[MATERIAL SUPPLIED]

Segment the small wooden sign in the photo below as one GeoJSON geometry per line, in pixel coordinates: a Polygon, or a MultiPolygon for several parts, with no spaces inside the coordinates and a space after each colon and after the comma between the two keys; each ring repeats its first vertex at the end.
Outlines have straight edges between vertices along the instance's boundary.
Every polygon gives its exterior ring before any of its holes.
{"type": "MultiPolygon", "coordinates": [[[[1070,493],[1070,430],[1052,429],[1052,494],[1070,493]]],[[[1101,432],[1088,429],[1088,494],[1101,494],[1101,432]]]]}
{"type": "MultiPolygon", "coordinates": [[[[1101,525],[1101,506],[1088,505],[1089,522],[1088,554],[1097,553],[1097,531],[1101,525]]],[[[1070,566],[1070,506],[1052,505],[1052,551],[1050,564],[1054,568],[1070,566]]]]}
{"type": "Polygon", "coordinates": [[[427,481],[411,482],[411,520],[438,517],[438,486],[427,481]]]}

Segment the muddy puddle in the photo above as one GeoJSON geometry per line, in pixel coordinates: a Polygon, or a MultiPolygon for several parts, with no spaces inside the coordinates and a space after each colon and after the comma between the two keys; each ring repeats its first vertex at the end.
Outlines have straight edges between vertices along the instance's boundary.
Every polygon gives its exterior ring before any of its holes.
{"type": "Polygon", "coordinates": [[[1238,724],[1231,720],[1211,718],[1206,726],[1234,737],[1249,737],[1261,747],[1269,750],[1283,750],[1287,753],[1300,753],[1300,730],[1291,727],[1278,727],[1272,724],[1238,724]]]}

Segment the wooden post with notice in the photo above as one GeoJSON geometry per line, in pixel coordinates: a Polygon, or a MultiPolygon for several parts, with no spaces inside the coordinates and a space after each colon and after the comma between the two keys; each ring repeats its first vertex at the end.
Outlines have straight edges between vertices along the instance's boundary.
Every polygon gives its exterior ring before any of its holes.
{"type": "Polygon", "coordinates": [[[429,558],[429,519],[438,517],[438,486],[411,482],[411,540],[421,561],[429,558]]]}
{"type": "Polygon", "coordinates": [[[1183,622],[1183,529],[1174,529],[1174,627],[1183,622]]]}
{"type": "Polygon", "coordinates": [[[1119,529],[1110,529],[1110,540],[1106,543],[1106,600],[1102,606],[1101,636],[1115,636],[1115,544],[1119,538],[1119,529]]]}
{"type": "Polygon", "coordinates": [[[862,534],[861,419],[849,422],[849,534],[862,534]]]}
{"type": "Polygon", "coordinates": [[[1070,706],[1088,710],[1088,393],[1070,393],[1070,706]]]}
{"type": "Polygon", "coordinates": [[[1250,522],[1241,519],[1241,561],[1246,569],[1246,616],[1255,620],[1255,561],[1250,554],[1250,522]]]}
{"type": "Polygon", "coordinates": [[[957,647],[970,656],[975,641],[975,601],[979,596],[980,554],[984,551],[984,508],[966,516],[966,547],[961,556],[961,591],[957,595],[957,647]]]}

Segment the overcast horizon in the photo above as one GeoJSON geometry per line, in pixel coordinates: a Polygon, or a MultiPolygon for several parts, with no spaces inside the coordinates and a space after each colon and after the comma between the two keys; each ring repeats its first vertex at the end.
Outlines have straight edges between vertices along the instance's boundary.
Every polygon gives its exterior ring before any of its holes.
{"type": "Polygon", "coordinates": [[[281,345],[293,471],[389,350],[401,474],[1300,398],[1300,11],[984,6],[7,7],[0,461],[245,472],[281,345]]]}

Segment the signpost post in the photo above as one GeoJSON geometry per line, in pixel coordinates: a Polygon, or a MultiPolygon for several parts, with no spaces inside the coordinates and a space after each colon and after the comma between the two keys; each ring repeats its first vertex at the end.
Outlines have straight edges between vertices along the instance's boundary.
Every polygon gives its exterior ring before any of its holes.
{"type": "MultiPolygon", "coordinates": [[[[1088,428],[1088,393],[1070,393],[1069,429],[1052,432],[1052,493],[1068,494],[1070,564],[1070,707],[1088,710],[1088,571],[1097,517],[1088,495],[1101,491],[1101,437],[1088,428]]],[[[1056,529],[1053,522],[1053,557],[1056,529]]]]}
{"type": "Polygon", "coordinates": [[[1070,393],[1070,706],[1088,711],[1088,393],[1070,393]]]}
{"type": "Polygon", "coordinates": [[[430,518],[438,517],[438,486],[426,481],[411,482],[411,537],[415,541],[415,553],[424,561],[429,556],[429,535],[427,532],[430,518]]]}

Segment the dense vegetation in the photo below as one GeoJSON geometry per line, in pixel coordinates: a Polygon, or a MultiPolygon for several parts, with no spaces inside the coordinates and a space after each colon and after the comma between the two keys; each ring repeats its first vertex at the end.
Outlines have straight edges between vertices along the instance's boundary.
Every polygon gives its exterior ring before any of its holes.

[/MATERIAL SUPPLIED]

TASK ITEM:
Look through the data above. Each line containing the word "below" needs to be copied.

TASK ANSWER:
Segment the small wooden sign in the photo below as one GeoJSON geometry per line, in pixel coordinates: a Polygon, or a MultiPolygon for several parts, with no spaces inside the coordinates and a space after each colon and after the comma between the two keys; each ring repeats its first vertex at the end.
Segment the dense vegetation in the photo below as one GeoJSON geometry per line, in pixel coordinates: a Polygon, or a MultiPolygon for several parts, with no spaces inside the coordinates and a space after each colon and after the comma between the two keys; each ring repeats its first vertex at the end.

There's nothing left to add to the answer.